Extract to read section start
Why is it that we focus the most on recycle, when it’s the end of the line?
When thinking about reducing our impact, the best option is always reducing resource consumption. Then, making a point to reuse items over and over again, rather than continuously needing to buy new, should be our next priority. And it is finally recycling that comes last, once we’ve used items to the point that they are no longer useful.
Focusing on recycle has reduced the little green symbol to an easy way for businesses to say “it’s ok to buy more, you can feel good about throwing it away”.
In actuality, only 9% of all plastic products and packaging ever made has been recycled. 270 million tonnes of NEW plastic is produced yearly and 275 million tonnes becomes waste. Of that, 8 million metric tonnes ends up ‘leaked’ into our oceans YEARLY. Plastic in landfills leech toxins into our soil and water systems and greenhouse gasses into the air. And plastic takes nearly forever to decompose. It might break into smaller and smaller pieces, but that results in microplastics entering our water and food systems.
Meanwhile, we know that just 100 companies are responsible for 71% of global emissions. But we’re over here trying to sort our kerbside recycling hoping it will end up in the right place. When big corporations aren’t even reducing the amount of plastic they use in packaging. Those companies use smart marketing and diversion tactics to make sure we feel the weight and remind us to keep recycling!
Extract to read section end
Assignment: According to the recycling text, what share of all plastic products and packaging ever made has been recycled?
Extracted information section start
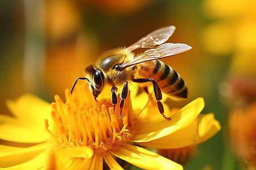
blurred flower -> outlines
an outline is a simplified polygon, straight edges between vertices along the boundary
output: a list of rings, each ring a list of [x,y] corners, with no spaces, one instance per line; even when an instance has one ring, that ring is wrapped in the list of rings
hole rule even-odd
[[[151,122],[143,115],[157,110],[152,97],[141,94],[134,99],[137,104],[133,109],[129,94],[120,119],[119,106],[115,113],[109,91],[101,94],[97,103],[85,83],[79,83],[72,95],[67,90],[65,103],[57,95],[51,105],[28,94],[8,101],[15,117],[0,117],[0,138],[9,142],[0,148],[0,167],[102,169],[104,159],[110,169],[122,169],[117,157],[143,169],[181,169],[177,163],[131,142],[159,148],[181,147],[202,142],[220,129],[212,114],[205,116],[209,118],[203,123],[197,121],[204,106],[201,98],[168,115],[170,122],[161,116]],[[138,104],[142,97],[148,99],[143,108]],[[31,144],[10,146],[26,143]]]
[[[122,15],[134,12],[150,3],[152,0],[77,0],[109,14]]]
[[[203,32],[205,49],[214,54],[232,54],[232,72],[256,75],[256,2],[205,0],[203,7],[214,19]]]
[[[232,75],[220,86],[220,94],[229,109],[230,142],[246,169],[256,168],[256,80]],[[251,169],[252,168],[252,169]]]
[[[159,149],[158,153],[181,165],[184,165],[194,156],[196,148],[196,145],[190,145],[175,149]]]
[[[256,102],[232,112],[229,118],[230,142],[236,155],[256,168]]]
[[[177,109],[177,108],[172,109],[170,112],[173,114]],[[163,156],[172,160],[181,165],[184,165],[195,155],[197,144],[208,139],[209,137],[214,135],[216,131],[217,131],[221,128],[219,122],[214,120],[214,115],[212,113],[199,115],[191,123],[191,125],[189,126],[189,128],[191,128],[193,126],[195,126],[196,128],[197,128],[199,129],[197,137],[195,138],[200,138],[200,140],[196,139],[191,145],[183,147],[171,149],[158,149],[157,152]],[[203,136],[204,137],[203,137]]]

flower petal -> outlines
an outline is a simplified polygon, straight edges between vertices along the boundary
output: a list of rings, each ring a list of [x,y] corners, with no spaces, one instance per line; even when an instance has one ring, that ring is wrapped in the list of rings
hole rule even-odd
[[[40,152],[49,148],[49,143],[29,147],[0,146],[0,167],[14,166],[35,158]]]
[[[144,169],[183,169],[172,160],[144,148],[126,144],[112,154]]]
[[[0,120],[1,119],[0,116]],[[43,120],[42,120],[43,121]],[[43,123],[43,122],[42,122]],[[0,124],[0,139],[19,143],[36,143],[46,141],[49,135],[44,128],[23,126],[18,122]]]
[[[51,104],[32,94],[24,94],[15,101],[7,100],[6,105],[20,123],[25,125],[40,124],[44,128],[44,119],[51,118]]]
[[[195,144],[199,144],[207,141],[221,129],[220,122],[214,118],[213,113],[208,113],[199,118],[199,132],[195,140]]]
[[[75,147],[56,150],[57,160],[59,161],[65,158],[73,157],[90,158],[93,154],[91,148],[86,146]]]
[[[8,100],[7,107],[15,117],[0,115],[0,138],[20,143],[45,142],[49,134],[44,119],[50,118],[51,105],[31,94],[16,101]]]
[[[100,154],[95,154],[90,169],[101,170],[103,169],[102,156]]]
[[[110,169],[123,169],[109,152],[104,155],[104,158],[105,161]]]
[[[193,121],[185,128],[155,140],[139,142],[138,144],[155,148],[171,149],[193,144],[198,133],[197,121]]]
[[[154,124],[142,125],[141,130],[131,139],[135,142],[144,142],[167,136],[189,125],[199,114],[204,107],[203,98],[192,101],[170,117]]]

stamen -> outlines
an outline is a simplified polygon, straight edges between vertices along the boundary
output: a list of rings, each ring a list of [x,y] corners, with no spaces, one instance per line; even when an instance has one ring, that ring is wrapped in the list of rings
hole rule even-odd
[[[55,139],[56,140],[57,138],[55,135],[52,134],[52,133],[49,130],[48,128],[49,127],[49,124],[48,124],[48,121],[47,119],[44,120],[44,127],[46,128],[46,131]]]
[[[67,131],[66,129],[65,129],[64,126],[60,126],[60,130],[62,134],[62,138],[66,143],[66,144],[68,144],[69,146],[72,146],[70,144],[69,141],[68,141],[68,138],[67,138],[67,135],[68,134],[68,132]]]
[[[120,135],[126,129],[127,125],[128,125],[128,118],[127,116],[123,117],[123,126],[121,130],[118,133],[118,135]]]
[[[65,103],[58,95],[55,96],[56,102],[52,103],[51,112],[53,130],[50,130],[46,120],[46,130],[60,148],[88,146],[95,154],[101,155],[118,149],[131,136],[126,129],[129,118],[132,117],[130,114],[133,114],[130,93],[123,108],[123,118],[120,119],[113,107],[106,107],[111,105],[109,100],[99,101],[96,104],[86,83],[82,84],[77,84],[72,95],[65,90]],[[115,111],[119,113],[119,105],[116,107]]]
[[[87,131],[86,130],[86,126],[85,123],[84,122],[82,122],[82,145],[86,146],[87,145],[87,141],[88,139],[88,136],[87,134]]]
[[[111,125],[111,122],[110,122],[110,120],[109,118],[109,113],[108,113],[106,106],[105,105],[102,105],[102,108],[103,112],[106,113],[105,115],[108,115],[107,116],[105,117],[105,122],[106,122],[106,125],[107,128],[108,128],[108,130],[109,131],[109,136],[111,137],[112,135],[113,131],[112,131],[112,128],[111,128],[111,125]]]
Extracted information section end
Your solution: Only 9%.